> [BRANO DI PARTENZA]

Ma non è stato questo testé citato l’unico momento delirante della requisitoria del dott. Ferrari, che si è voluto dedicare anche ad Evola, citando Orientamenti, e che merita, quindi, una breve risposta anche su questo punto.

Io non condivido certe operazioni politiche nelle quali fu coinvolto Julius Evola, e mi riferisco, per esempio, alla pubblicazione de Gli uomini e le rovine, con la prefazione di Junio Valerio Borghese, nel 1952; mi sono sempre opposto all’uso strumentale che del pensiero evoliano è stato fatto in certi ambienti e da ben individuate persone, e non posso certo tacere dinanzi alla volgarizzazione e alla criminalizzazione che ne fa il pubblico ministero, che, oltretutto, ignora totalmente l’opera di Julius Evola che non si racchiude in Orientamenti ma spazia in un numero notevolissimo di opere e per un cinquantennio di vita culturale italiana ed europea.

> [CONSEGNA A]
Riscrivi il brano su Evola da “Ma non è stato” fino a “italiana ed europea.” inclusi, mettendo “magistrato dell’accusa” al posto di “pubblico ministero”.
> [CONSEGNA B]
Prosegui il brano su Evola a partire dal punto in cui termina.
I record non hanno alcun ruolo in questo lavoro.

> [RECORD DEL DATASET]
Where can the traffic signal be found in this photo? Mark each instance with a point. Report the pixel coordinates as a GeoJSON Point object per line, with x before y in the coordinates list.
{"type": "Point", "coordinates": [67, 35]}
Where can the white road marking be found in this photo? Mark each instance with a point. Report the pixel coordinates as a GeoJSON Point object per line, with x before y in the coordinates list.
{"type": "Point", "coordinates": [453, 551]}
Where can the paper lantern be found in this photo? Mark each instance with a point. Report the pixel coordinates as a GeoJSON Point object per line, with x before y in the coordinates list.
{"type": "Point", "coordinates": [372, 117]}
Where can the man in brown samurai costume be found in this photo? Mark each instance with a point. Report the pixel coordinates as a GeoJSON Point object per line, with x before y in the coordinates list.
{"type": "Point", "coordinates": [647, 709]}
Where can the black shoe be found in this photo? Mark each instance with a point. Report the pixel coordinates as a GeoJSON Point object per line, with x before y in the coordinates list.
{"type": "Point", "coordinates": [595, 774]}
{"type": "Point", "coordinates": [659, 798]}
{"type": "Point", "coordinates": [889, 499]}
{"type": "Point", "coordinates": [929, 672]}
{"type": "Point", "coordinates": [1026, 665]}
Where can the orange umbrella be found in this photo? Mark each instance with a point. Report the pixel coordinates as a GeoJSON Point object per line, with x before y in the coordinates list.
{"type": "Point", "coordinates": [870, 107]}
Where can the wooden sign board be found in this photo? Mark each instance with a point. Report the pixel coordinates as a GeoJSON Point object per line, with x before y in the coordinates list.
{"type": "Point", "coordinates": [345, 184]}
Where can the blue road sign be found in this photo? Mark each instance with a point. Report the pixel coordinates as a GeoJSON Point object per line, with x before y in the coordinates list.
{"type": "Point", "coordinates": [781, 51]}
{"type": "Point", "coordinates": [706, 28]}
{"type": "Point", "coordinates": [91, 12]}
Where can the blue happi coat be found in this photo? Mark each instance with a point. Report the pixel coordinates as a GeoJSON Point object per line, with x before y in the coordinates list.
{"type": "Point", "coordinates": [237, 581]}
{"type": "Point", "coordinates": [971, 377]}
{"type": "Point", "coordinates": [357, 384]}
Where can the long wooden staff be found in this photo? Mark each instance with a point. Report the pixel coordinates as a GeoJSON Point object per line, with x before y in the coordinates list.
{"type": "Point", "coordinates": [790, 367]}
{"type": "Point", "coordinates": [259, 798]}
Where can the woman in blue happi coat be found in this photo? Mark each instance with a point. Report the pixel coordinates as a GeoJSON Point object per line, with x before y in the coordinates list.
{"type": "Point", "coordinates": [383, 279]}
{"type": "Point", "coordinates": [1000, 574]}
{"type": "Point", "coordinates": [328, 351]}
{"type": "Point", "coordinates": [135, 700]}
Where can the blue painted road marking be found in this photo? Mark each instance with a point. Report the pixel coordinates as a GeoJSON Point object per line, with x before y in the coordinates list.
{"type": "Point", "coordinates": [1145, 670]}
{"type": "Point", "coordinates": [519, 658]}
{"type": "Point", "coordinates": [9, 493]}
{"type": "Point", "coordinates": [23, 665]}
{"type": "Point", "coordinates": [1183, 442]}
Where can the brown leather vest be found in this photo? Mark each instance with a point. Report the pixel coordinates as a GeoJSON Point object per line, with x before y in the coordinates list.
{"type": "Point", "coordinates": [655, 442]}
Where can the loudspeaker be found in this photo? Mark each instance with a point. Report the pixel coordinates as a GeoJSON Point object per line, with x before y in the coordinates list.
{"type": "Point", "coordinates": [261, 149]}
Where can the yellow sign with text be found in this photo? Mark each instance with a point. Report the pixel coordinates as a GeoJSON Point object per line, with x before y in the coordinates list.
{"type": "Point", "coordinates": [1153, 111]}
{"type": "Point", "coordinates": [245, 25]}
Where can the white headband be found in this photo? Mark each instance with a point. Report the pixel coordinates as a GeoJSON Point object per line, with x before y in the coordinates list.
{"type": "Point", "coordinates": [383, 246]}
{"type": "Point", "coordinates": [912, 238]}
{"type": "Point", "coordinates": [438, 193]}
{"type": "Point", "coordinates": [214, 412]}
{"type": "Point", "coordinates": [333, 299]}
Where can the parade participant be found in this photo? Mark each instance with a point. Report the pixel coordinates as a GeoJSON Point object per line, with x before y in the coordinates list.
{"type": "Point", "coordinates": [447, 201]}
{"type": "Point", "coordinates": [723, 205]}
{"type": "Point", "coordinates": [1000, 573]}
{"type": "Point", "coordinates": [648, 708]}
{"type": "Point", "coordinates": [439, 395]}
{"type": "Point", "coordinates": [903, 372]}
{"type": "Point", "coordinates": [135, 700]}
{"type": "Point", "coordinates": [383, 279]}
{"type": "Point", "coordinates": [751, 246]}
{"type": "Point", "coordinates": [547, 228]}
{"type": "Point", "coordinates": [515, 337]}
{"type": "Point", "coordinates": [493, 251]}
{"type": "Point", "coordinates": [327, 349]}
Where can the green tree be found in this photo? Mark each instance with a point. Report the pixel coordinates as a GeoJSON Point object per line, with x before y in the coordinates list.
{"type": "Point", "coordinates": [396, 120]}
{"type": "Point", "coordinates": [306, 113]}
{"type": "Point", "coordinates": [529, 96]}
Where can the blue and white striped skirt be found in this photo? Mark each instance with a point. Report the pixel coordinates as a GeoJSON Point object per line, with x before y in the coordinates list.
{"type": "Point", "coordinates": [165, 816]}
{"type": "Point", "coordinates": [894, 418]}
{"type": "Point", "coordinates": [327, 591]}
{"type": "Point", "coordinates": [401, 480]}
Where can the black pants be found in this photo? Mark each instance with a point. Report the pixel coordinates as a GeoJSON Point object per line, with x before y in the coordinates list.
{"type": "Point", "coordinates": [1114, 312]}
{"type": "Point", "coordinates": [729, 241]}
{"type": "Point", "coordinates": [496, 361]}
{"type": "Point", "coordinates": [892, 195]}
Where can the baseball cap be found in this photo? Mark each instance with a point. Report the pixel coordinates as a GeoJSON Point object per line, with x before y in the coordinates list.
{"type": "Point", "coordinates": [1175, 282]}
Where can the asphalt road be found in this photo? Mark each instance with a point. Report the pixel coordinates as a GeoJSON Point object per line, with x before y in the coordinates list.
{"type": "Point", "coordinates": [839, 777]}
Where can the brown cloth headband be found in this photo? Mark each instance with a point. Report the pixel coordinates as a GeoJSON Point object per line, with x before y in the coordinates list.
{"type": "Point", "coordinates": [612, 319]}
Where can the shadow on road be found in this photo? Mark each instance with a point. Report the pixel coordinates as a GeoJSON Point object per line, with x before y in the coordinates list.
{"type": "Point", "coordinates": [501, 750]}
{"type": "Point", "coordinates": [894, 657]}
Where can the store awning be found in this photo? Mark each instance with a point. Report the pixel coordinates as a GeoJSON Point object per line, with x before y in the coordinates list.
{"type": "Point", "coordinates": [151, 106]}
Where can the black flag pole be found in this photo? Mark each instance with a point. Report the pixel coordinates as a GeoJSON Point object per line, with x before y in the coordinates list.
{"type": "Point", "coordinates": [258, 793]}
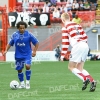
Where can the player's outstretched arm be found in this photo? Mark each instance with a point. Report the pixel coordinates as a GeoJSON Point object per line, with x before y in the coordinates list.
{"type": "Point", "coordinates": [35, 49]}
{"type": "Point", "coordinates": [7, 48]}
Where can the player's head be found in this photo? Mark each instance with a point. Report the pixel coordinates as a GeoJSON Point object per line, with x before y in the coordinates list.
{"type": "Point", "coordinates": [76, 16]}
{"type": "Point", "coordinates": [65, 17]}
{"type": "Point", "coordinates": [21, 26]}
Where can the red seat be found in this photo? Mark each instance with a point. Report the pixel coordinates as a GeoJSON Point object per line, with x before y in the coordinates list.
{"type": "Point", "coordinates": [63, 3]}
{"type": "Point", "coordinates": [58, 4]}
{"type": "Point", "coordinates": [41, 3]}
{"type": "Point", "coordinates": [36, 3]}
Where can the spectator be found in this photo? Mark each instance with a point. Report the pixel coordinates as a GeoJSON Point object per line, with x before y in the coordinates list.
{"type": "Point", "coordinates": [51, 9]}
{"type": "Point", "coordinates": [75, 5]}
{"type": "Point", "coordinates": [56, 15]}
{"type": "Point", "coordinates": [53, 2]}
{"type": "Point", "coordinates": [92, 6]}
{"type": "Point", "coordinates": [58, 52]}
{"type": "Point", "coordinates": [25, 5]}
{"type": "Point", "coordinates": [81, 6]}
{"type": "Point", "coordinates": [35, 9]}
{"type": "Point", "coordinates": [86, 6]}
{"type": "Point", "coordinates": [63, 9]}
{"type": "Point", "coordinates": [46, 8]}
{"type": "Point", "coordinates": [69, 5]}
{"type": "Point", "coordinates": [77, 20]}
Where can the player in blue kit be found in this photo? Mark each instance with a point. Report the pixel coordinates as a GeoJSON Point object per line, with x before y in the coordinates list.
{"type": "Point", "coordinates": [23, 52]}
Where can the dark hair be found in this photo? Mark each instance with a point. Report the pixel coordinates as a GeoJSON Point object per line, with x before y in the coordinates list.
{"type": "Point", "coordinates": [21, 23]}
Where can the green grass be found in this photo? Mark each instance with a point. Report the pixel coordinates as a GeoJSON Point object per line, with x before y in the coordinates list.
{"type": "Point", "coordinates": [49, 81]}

> [RISULTATO A]
Ma non è stato questo testé citato l’unico momento delirante della requisitoria del dott. Ferrari, che si è voluto dedicare anche ad Evola, citando Orientamenti, e che merita, quindi, una breve risposta anche su questo punto.

Io non condivido certe operazioni politiche nelle quali fu coinvolto Julius Evola, e mi riferisco, per esempio, alla pubblicazione de Gli uomini e le rovine, con la prefazione di Junio Valerio Borghese, nel 1952; mi sono sempre opposto all’uso strumentale che del pensiero evoliano è stato fatto in certi ambienti e da ben individuate persone, e non posso certo tacere dinanzi alla volgarizzazione e alla criminalizzazione che ne fa il magistrato dell’accusa, che, oltretutto, ignora totalmente l’opera di Julius Evola che non si racchiude in Orientamenti ma spazia in un numero notevolissimo di opere e per un cinquantennio di vita culturale italiana ed europea.

> [RISULTATO B]
Il pubblico ministero, estraendo dal loro contesto alcuni passi di Evola, ironizza sui “superuomini”, vi trova il razzismo e l’esaltazione dello Stato totalitario. Ebbene, vediamo:

“Evola esalta l’individuo, il quale individuo non è tutt’uno con l’uomo, cioè con l’uomo qualunque, con l’uomo «inautentico», direbbe Heidegger: ma colui che ha saputo sviluppare in sé la qualità superiore onde si distingue il Mann dal Mensch, secondo i tedeschi, o il vir dall’homo, secondo i romani. Ciò che Evola esalta, secondo le sue stesse parole, è la virilità; e non è la virilità fisica, sibbene la virilità spirituale. Posso concedere al pubblico ministero che, pertanto, egli sia un fautore dell’aristocrazia; ma è l’aristocrazia nel senso puro, intesa come il governo dei migliori. «Tramontata la cavalleria», si legge a pag. 134 (di Rivolta contro il mondo moderno), «anche la nobiltà finì col perdere ogni elemento spirituale del genere come punto di riferimento per la sua più alta fedeltà divenendo parte di semplici enti politici – come è appunto il caso delle aristocrazie degli Stati nazionali succeduti alla civiltà ecumenica del medioevo. I principii dell’onore e della fedeltà sussistono anche quando il nobile non è più un ufficiale del re; ma vana, sterile, priva di luce, è la fedeltà quando non si riferisca più, sia pure mediatamente, a qualcosa di là dell’uomo. Onde le qualità conservatesi per via dell’eredità nelle aristocrazie europee, da nulla più rinnovate nello spirito delle loro origini, dovevano subire una fatale degenerescenza: al tramonto della spiritualità regale non poté non seguire quello della stessa nobiltà, presso all’avvento di forze proprie ad un livello ancora più basso».

Riesce a comprendere il pubblico ministero che la fedeltà di cui parla Evola è riferita non a gruppi, uomini, stati e neanche ideologie politiche, pur sempre costruzioni sull’uomo, ma a qualcosa di trascendentale e di spirituale?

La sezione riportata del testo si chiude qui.